--- START ---

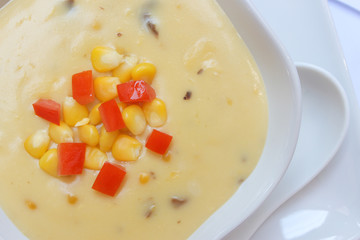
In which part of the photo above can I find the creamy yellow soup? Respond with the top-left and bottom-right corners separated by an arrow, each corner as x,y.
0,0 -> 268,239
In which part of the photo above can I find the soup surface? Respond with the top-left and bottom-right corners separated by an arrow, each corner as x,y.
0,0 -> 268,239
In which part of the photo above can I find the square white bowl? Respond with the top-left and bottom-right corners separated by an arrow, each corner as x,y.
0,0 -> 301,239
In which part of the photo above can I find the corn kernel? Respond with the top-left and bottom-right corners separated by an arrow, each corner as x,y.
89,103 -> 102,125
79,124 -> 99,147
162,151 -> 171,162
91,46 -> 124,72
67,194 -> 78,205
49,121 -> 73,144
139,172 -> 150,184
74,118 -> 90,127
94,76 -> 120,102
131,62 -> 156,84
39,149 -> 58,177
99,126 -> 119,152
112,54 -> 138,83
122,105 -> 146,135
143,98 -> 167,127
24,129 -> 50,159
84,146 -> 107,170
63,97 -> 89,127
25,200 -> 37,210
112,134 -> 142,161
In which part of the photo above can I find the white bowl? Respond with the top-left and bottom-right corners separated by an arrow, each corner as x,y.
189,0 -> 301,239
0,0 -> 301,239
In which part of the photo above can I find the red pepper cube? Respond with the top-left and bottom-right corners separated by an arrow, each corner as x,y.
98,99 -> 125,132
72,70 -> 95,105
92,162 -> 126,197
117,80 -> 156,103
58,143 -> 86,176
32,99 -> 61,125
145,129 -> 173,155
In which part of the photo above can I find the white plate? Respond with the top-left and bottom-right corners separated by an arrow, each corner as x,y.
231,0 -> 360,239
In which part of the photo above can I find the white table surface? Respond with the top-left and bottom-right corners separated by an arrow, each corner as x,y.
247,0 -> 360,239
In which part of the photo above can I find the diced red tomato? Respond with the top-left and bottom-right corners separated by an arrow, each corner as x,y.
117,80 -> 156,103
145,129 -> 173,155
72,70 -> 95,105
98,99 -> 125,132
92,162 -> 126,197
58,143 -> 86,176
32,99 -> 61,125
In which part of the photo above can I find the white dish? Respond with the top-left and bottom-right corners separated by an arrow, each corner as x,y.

--- END ---
--- START ---

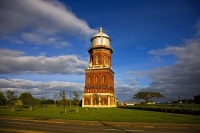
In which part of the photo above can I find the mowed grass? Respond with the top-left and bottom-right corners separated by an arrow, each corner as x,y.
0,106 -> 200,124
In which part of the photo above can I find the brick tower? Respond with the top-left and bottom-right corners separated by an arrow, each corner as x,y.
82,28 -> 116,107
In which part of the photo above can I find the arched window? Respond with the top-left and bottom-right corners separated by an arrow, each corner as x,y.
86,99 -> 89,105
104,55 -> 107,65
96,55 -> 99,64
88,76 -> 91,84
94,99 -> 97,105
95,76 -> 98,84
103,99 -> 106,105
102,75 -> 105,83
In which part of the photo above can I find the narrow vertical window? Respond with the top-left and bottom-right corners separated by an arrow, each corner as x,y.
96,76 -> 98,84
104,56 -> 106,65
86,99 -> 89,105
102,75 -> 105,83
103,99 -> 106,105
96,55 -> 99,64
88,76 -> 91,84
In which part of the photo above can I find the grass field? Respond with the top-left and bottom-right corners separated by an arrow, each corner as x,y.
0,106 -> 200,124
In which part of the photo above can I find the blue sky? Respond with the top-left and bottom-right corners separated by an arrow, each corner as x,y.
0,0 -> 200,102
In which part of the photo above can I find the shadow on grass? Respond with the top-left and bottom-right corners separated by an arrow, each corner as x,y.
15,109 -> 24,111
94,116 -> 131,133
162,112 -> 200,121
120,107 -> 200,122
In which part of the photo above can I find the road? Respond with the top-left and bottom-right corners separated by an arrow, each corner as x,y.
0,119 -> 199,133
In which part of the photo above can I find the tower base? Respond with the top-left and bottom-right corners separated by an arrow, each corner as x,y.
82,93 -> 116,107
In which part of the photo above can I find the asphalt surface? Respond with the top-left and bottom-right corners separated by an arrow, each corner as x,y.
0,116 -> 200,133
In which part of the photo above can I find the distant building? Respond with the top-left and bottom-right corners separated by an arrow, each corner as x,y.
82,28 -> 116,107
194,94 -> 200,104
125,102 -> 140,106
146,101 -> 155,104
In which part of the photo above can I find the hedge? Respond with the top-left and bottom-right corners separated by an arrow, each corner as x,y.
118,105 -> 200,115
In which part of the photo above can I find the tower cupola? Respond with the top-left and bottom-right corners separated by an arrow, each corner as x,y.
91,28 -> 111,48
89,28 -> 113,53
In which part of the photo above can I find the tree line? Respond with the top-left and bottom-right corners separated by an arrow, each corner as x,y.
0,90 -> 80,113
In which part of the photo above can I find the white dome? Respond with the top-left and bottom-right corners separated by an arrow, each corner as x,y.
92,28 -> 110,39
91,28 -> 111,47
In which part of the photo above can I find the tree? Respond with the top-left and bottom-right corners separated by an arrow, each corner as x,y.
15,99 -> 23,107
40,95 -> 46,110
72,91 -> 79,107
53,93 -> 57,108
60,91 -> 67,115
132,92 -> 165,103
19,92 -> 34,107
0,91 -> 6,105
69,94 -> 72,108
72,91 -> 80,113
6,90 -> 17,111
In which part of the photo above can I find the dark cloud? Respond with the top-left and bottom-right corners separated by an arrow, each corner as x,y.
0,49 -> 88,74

--- END ---

**Task statement:** One stretch of the lines above is wanted, from the line that contains "find the creamy" through the line that contains "the white dish?". Output it exactly.

**Answer for this exercise:**
In which part of the photo above can I find the creamy yellow soup? Respond with the top-left and bottom-right corners separated by an arrow, each corner as x,y.
0,0 -> 268,239
In which part of the photo above can I find the soup surface? Respond with the top-left and bottom-right corners separated by an arrow, each corner as x,y.
0,0 -> 268,239
In which part of the photo above can I find the square white bowl? Respond with the top-left and bottom-right corners separated by an arrow, each corner as x,y.
0,0 -> 301,239
In which part of the photo above can I find the corn kernel? Respond with the top-left and bottom-right corners separated by an arrow, each corner as x,y.
89,103 -> 102,125
79,124 -> 99,147
162,151 -> 171,162
91,46 -> 124,72
67,194 -> 78,205
49,121 -> 73,144
139,172 -> 150,184
74,118 -> 90,127
94,76 -> 120,102
131,62 -> 156,84
39,149 -> 58,177
99,126 -> 119,152
112,54 -> 138,83
122,105 -> 146,135
143,98 -> 167,127
24,129 -> 50,159
84,146 -> 107,170
63,97 -> 89,127
25,200 -> 37,210
112,134 -> 142,161
In which part of the photo above can I find the white bowl? Respond with the top-left and bottom-right corners separated by an arrow, each corner as x,y.
189,0 -> 301,239
0,0 -> 301,239
In which part of the photo above can I find the red pepper cube? Respond with the top-left and bottom-right corners separated by an arrow, each corner as x,y.
98,99 -> 125,132
72,70 -> 95,105
92,162 -> 126,197
117,80 -> 156,103
58,143 -> 86,176
32,99 -> 61,125
145,129 -> 173,155
In which part of the photo above can I find the white plate? Respond with the top-left and bottom-right corners separated by an arrow, each corner as x,y.
231,0 -> 360,239
In which part of the photo above can I find the white table surface? Respond with the top-left and bottom-right corners separated by an arrow, each corner as x,y.
247,0 -> 360,239
In which part of the photo above can I find the diced red tomato? Respond with the top-left and bottom-right corners separated by an arrow, each corner as x,y.
117,80 -> 156,103
145,129 -> 173,155
72,70 -> 95,105
98,99 -> 125,132
92,162 -> 126,197
58,143 -> 86,176
32,99 -> 61,125
In which part of the photo above can I find the white dish? Respond with the top-left and bottom-right corners separated by an arrow, each corner as x,y.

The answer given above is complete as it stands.